[Data in this exercise]
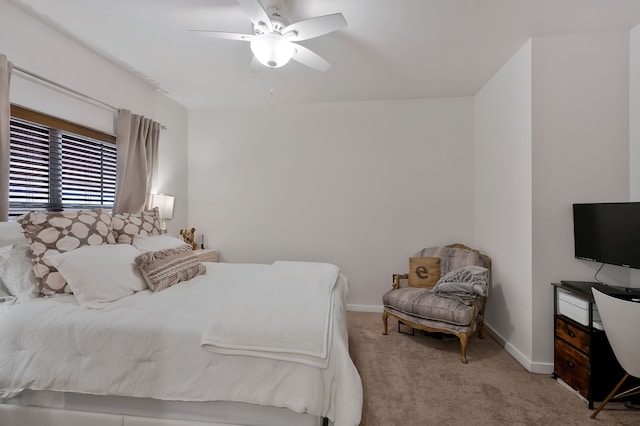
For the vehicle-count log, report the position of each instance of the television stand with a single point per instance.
(627, 293)
(583, 358)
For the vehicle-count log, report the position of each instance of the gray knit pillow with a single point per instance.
(163, 268)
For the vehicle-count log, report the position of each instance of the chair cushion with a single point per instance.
(424, 272)
(425, 304)
(452, 258)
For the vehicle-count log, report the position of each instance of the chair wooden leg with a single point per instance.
(481, 330)
(463, 346)
(606, 400)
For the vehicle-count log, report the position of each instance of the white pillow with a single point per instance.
(16, 272)
(100, 274)
(156, 242)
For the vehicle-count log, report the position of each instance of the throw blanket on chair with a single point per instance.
(464, 284)
(283, 313)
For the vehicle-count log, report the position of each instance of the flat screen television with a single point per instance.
(608, 233)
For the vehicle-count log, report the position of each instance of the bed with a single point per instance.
(197, 352)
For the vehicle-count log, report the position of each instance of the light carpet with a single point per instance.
(420, 380)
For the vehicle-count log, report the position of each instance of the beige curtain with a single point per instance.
(5, 115)
(137, 161)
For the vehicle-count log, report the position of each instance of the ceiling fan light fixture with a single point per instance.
(272, 50)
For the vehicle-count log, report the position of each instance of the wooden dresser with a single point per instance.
(583, 357)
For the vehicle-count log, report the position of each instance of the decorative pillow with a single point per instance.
(98, 275)
(164, 268)
(11, 233)
(60, 232)
(424, 272)
(127, 225)
(16, 272)
(156, 242)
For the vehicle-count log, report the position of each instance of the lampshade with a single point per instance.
(272, 50)
(164, 203)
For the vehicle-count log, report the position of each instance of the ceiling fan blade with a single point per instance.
(255, 66)
(224, 35)
(314, 27)
(256, 13)
(310, 58)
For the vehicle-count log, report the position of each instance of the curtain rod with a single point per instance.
(68, 89)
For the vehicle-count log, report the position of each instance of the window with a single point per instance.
(57, 165)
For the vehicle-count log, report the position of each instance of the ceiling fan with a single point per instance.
(273, 41)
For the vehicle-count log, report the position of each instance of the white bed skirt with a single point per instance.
(47, 408)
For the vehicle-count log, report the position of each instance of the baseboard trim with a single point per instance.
(530, 366)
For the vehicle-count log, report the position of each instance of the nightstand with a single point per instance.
(207, 255)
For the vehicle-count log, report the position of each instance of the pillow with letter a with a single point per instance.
(424, 272)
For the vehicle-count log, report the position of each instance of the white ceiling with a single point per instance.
(391, 49)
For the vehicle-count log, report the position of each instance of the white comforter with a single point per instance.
(148, 345)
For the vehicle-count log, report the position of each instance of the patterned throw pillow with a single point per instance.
(424, 272)
(51, 233)
(163, 268)
(127, 225)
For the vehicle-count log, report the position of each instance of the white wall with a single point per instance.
(33, 46)
(580, 116)
(362, 184)
(634, 128)
(634, 118)
(503, 199)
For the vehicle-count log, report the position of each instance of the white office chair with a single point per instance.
(620, 319)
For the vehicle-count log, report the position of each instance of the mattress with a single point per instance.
(147, 346)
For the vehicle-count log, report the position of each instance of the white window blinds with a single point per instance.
(54, 169)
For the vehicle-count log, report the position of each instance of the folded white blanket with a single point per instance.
(304, 290)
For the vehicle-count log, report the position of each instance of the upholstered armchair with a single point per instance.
(447, 293)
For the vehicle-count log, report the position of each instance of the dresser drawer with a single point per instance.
(577, 337)
(572, 366)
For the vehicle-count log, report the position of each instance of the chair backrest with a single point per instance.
(456, 256)
(621, 322)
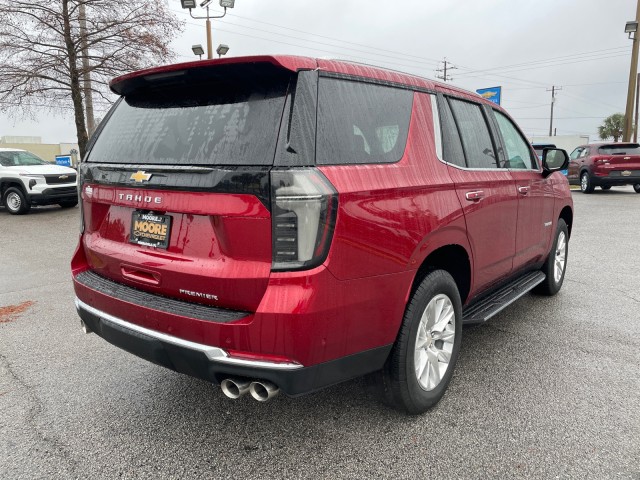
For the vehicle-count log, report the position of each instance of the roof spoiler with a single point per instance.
(208, 71)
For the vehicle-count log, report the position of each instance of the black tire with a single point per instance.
(15, 201)
(551, 285)
(400, 383)
(586, 186)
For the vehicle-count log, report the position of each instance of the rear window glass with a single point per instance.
(222, 124)
(629, 149)
(361, 123)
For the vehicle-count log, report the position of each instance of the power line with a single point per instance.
(553, 59)
(419, 59)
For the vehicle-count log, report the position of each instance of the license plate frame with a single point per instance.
(150, 229)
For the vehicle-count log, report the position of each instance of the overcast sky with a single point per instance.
(526, 46)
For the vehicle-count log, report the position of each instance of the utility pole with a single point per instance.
(553, 91)
(442, 74)
(626, 133)
(86, 75)
(635, 123)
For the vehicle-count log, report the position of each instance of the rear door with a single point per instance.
(534, 192)
(176, 187)
(618, 160)
(485, 191)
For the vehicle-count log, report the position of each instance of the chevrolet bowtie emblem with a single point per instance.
(140, 176)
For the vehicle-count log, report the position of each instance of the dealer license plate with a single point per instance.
(150, 229)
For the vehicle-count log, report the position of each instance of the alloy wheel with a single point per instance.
(14, 202)
(434, 342)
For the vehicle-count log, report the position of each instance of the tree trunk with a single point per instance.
(86, 75)
(76, 92)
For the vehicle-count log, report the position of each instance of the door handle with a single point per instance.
(474, 196)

[Problem requirements]
Quote every line from the line containing "handle with a single point per instance." through the closing line of the listing, including both.

[Task response]
For the vehicle-count log, report the position of each instance of the door handle with a single point per instance.
(474, 196)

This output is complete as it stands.